- **Data to use**
------------------------------------------------

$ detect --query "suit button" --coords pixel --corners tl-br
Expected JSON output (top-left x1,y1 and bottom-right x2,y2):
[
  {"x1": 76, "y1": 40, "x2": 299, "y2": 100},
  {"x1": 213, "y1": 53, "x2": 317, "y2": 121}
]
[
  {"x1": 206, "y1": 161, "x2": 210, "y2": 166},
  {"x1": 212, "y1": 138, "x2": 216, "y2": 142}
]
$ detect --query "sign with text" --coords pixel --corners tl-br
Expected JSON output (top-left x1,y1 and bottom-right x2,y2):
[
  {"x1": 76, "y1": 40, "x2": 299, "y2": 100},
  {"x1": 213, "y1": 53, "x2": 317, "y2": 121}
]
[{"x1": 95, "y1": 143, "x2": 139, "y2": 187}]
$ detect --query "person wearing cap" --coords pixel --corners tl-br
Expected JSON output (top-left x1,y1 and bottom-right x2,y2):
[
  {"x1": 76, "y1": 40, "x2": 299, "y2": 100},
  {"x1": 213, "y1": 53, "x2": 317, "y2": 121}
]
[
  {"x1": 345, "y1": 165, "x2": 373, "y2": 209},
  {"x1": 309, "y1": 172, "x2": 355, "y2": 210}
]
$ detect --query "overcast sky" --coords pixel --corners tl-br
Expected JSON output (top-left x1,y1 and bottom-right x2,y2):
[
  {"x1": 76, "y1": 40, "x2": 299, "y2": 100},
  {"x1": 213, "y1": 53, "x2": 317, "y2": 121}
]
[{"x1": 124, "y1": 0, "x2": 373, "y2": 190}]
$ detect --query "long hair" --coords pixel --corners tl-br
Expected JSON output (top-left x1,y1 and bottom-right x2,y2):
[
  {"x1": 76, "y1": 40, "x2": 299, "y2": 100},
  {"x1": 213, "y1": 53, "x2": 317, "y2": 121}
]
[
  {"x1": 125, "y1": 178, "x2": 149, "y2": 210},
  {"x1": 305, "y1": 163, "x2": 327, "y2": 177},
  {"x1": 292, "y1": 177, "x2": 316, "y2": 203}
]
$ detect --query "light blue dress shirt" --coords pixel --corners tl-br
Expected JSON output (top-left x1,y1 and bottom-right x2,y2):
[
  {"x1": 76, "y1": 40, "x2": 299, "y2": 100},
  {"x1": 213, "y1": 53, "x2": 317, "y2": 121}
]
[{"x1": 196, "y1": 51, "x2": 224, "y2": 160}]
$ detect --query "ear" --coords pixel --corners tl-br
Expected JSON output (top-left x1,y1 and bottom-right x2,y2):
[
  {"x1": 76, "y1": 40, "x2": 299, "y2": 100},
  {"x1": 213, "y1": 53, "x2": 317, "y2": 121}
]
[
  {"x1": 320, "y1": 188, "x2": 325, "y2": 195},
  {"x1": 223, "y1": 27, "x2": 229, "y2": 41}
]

------------------------------------------------

- **Prompt**
Here the job is to restate all of the data word for word.

- **Solution to this task**
$ detect --query "suit button" --coords pixel --corners tl-br
Expected JSON output (top-left x1,y1 and bottom-right x2,y2):
[
  {"x1": 76, "y1": 40, "x2": 299, "y2": 100},
  {"x1": 213, "y1": 53, "x2": 317, "y2": 121}
]
[
  {"x1": 206, "y1": 161, "x2": 210, "y2": 166},
  {"x1": 212, "y1": 138, "x2": 216, "y2": 142}
]
$ detect --query "sign with text" --coords pixel --corners tl-br
Expected JSON output (top-left x1,y1 and bottom-right x2,y2):
[
  {"x1": 76, "y1": 40, "x2": 299, "y2": 100},
  {"x1": 213, "y1": 53, "x2": 317, "y2": 121}
]
[{"x1": 95, "y1": 143, "x2": 139, "y2": 187}]
$ detect --query "person wearing cap" --coords pixel --corners tl-br
Expected JSON output (top-left x1,y1 and bottom-right x2,y2):
[
  {"x1": 76, "y1": 40, "x2": 299, "y2": 100},
  {"x1": 213, "y1": 53, "x2": 317, "y2": 121}
]
[
  {"x1": 345, "y1": 165, "x2": 373, "y2": 209},
  {"x1": 309, "y1": 172, "x2": 355, "y2": 210}
]
$ detect --query "overcast sky" --coords pixel --corners tl-br
Expected JSON output (top-left x1,y1 and bottom-right x2,y2):
[
  {"x1": 76, "y1": 40, "x2": 299, "y2": 100},
  {"x1": 213, "y1": 53, "x2": 317, "y2": 121}
]
[{"x1": 124, "y1": 0, "x2": 373, "y2": 190}]
$ detect --query "long hair" --coords pixel --corners tl-br
Expected JSON output (top-left x1,y1 and bottom-right x2,y2):
[
  {"x1": 76, "y1": 40, "x2": 299, "y2": 100},
  {"x1": 213, "y1": 53, "x2": 317, "y2": 121}
]
[
  {"x1": 125, "y1": 178, "x2": 149, "y2": 210},
  {"x1": 305, "y1": 163, "x2": 327, "y2": 177},
  {"x1": 292, "y1": 177, "x2": 316, "y2": 203}
]
$ detect --query "light blue dress shirt" --coords pixel --corners tl-br
Expected JSON output (top-left x1,y1 and bottom-right x2,y2):
[
  {"x1": 76, "y1": 40, "x2": 299, "y2": 100},
  {"x1": 213, "y1": 53, "x2": 317, "y2": 121}
]
[{"x1": 196, "y1": 51, "x2": 224, "y2": 160}]
$ detect --query "ear" --coords pixel --corners tl-br
Expected JSON output (top-left x1,y1 and bottom-right x2,y2):
[
  {"x1": 76, "y1": 40, "x2": 299, "y2": 100},
  {"x1": 213, "y1": 53, "x2": 317, "y2": 121}
]
[
  {"x1": 320, "y1": 188, "x2": 325, "y2": 195},
  {"x1": 223, "y1": 27, "x2": 229, "y2": 41}
]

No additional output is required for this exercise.